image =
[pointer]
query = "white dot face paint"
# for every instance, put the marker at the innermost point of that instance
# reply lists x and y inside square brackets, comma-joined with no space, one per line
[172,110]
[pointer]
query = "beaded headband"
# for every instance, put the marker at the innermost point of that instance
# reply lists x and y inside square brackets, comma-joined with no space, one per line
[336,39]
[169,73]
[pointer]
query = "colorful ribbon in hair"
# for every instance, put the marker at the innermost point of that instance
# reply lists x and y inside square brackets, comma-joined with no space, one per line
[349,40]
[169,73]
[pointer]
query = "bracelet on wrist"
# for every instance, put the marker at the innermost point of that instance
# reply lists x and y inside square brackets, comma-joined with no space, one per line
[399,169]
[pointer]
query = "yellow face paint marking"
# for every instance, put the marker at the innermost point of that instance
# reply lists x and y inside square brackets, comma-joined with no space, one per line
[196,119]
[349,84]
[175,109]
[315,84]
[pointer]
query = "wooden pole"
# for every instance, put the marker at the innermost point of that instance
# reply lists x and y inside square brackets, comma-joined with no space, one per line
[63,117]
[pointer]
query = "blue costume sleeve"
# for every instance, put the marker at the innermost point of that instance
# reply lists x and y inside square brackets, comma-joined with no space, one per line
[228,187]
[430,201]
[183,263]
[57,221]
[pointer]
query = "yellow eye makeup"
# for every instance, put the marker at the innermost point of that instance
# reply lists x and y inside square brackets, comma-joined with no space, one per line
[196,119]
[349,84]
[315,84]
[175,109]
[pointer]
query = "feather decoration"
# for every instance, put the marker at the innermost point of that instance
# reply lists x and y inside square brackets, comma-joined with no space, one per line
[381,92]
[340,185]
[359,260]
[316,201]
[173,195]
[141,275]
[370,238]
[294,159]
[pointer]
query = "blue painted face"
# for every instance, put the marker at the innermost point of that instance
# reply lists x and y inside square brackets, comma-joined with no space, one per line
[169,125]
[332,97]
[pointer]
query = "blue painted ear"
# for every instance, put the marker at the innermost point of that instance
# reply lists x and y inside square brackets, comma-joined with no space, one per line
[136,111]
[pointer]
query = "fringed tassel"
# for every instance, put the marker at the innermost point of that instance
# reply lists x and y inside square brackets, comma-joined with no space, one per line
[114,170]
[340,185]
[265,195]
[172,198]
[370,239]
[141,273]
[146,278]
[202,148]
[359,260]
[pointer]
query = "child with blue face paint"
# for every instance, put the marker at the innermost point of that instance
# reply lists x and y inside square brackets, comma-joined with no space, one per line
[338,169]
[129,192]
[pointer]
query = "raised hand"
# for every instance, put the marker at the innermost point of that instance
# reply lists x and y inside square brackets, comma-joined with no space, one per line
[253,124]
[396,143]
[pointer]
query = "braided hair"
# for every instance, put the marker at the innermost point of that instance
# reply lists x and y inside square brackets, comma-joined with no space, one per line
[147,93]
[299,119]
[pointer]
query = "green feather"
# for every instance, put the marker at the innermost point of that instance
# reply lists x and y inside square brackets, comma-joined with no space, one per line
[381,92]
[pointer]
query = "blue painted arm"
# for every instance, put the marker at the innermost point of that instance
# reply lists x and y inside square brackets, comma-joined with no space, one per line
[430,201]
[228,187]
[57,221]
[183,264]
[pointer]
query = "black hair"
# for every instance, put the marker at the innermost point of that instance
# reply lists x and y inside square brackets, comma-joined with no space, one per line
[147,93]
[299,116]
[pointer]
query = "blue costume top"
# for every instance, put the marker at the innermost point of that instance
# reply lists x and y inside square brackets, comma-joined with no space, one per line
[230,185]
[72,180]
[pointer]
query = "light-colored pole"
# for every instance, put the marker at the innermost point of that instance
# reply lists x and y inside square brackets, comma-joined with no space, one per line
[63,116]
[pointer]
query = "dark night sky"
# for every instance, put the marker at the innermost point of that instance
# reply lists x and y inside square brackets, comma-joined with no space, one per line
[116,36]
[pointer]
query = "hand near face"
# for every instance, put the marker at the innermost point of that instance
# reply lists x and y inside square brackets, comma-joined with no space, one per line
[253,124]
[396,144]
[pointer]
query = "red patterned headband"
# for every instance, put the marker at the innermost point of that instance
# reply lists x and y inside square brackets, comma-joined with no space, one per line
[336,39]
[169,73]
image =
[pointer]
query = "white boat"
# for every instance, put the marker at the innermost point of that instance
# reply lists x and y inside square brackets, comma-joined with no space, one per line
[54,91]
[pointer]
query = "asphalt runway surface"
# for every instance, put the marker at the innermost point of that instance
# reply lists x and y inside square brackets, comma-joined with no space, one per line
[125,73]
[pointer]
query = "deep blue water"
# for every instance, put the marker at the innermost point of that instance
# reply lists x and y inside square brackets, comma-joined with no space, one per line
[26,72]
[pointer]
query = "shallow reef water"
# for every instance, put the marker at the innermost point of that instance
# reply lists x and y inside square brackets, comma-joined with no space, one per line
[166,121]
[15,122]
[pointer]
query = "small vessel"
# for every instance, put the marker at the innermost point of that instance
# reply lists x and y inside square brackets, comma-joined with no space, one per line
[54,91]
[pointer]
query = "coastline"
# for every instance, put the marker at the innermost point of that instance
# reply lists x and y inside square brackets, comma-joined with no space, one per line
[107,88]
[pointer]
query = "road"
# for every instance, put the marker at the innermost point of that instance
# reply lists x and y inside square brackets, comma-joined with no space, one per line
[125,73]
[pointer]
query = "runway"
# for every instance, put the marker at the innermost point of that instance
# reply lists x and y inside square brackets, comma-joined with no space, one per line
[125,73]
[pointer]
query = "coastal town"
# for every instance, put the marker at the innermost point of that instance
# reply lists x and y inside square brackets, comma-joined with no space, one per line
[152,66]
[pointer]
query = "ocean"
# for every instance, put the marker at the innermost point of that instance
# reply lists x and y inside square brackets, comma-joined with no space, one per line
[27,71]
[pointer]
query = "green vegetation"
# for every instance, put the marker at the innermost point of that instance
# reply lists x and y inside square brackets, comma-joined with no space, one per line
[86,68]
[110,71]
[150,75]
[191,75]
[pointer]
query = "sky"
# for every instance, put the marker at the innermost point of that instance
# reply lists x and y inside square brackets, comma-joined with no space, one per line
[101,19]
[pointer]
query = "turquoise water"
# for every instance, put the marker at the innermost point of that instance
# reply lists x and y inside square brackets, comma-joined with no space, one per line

____________

_TASK REQUIREMENTS_
Write out every line from the records above, word for word.

_EXERCISE ANSWER_
image =
[pointer]
query = "white dot face paint"
# for every instance, put the marker at the innermost point of that instance
# reply lists x and y inside square brackets, comma-joined with no space, one per line
[172,110]
[pointer]
query = "beaded headband"
# for every instance, put the marker at the innermost point of that instance
# reply lists x and y inside square brackets, comma-joined with no space, one per line
[336,39]
[169,73]
[pointer]
query = "colorful ribbon in hair"
# for every instance, put the marker at the innermost point of that instance
# reply lists x and y inside square brackets, comma-joined with no space, one per line
[349,40]
[169,73]
[pointer]
query = "bracelet on wrist"
# for every instance, put the marker at the innermost point of that instance
# reply lists x and y inside square brackets, comma-joined with no space, one per line
[399,169]
[pointer]
query = "yellow face paint marking"
# for every instance, put the marker at the innermost point of that instance
# reply lists x and y inside square brackets, comma-joined with no space, one per line
[196,119]
[349,84]
[175,109]
[315,84]
[pointer]
query = "wooden pole"
# for every instance, put the marker at the innermost point of that instance
# reply lists x and y inside square brackets, comma-joined with no space, one per line
[63,117]
[pointer]
query = "blue costume sleeve"
# for every instance, put the marker at the innermost point of that instance
# reply lists x and y inside square brackets, comma-joined with no space, one per line
[228,187]
[430,201]
[183,263]
[57,221]
[pointer]
query = "yellow eye makeup"
# for every instance, put the marker at the innermost point of that instance
# reply lists x and y inside square brackets, comma-joined with no space, one per line
[196,119]
[349,84]
[315,84]
[175,109]
[pointer]
query = "feather decoration"
# for every instance, put the marker at the innermost point of that instance
# reply lists x and y inside square brackets, comma-joined with no space, one per line
[381,92]
[340,185]
[359,260]
[316,201]
[173,195]
[141,275]
[370,238]
[294,159]
[pointer]
query = "blue painted face"
# for every instance, put the marker at the innermost point of that instance
# reply lists x and y inside square brackets, comma-joined with no space, one per line
[169,125]
[332,97]
[pointer]
query = "blue painted ear"
# for every instance, put the marker at the innermost point of that instance
# reply lists x and y inside square brackets, comma-joined with no space, one per line
[136,111]
[pointer]
query = "fringed tassel"
# for every instance, put the marker at the innermost point of that instance
# reply lists x and y inside square brackets, comma-joined with no space, one per line
[114,170]
[340,185]
[265,195]
[172,198]
[370,239]
[141,273]
[146,278]
[202,148]
[359,260]
[pointer]
query = "child with blue face paint"
# for every instance, put the marker at the innermost point of that instance
# reply lists x and y inside square brackets, comma-joined with no space, one per line
[338,169]
[129,192]
[pointer]
query = "raised hand"
# for every instance, put the marker at the innermost point of that instance
# reply lists x and y inside square brackets, comma-joined with no space, one per line
[253,124]
[396,143]
[pointer]
query = "braided hair"
# for every instance, put the marker at the innermost point of that instance
# reply lists x and y inside square brackets, comma-joined with no space, one per line
[147,93]
[299,119]
[pointer]
query = "green feather"
# for every instance, put the marker at the innermost point of that instance
# reply lists x and y inside square brackets, comma-joined with no space, one per line
[381,92]
[pointer]
query = "blue painted arm"
# for every instance, put the marker at the innermost point of that instance
# reply lists x and y inside square brackets, comma-joined with no space, one per line
[430,201]
[228,187]
[57,221]
[183,264]
[pointer]
query = "black hair"
# for every instance, put the marker at the innermost point of that instance
# reply lists x and y inside square brackets, comma-joined with no space, one per line
[147,93]
[299,116]
[pointer]
query = "blue costume top"
# for every instance, put the marker at the innermost point of that instance
# reply lists x and y inside square brackets, comma-joined with no space, one per line
[230,185]
[72,180]
[pointer]
query = "light-colored pole"
# for every instance, put the marker at the innermost point of that instance
# reply lists x and y inside square brackets, comma-joined with no space, one per line
[63,116]
[pointer]
query = "dark night sky"
# for every instance, put the marker at the innermost point of that instance
# reply lists x and y inside square brackets, comma-joined with no space, one per line
[116,36]
[pointer]
query = "hand near face"
# for every instance, put the marker at the innermost point of that instance
# reply lists x and y inside square brackets, comma-joined with no space, one per line
[253,124]
[396,144]
[pointer]
query = "red patterned headband"
# for every instance, put the marker at the innermost point of that instance
# reply lists x and y inside square brackets, comma-joined with no space, one per line
[336,39]
[169,73]
image =
[pointer]
query = "white boat"
# for every instance, put the marker at the innermost point of that instance
# reply lists x and y inside square brackets, comma-joined with no space, one per line
[54,91]
[pointer]
query = "asphalt runway surface"
# for every instance, put the marker at the innermost point of that instance
# reply lists x and y inside square brackets, comma-joined with no space, one per line
[125,73]
[pointer]
query = "deep blue water"
# for every instance, put the marker at the innermost point of that instance
# reply lists x and y inside square brackets, comma-joined with no space, one per line
[26,72]
[pointer]
query = "shallow reef water"
# for every instance, put the marker at the innermost point of that instance
# reply lists x and y inside square brackets, comma-joined with no space, one per line
[166,121]
[15,122]
[pointer]
query = "small vessel"
# for every instance, put the marker at the innermost point of that instance
# reply lists x and y inside square brackets, comma-joined with no space, one per line
[54,91]
[pointer]
query = "coastline"
# for every instance, put the marker at the innermost point of that instance
# reply lists x and y inside square brackets, comma-joined with no space, one per line
[107,88]
[pointer]
query = "road"
# for every instance, put the marker at the innermost point of that instance
# reply lists x and y inside square brackets, comma-joined with no space, one per line
[125,73]
[pointer]
query = "runway"
# for every instance, put the marker at the innermost point of that instance
# reply lists x and y inside square brackets, comma-joined with no space, one per line
[125,73]
[pointer]
query = "coastal town"
# for every instance, put the marker at the innermost point of that instance
# reply lists x and y inside square brackets, comma-joined with no space, one per line
[152,66]
[pointer]
query = "ocean"
# for every instance, put the marker at the innermost point of that instance
# reply lists x and y inside square brackets, comma-joined with no space, one per line
[27,71]
[pointer]
query = "green vegetation"
# for every instance, put the marker at the innermost point of that instance
# reply lists x and y inside square brackets, comma-joined with no space, one per line
[86,68]
[110,71]
[150,75]
[191,75]
[pointer]
query = "sky"
# for every instance, put the marker at the innermost point of that instance
# reply lists x and y inside square brackets, comma-joined with no space, one per line
[101,19]
[pointer]
query = "turquoise water"
# for every instance, put the marker at the innermost point of that instance
# reply lists x and y inside square brackets, comma-joined with no space, one per line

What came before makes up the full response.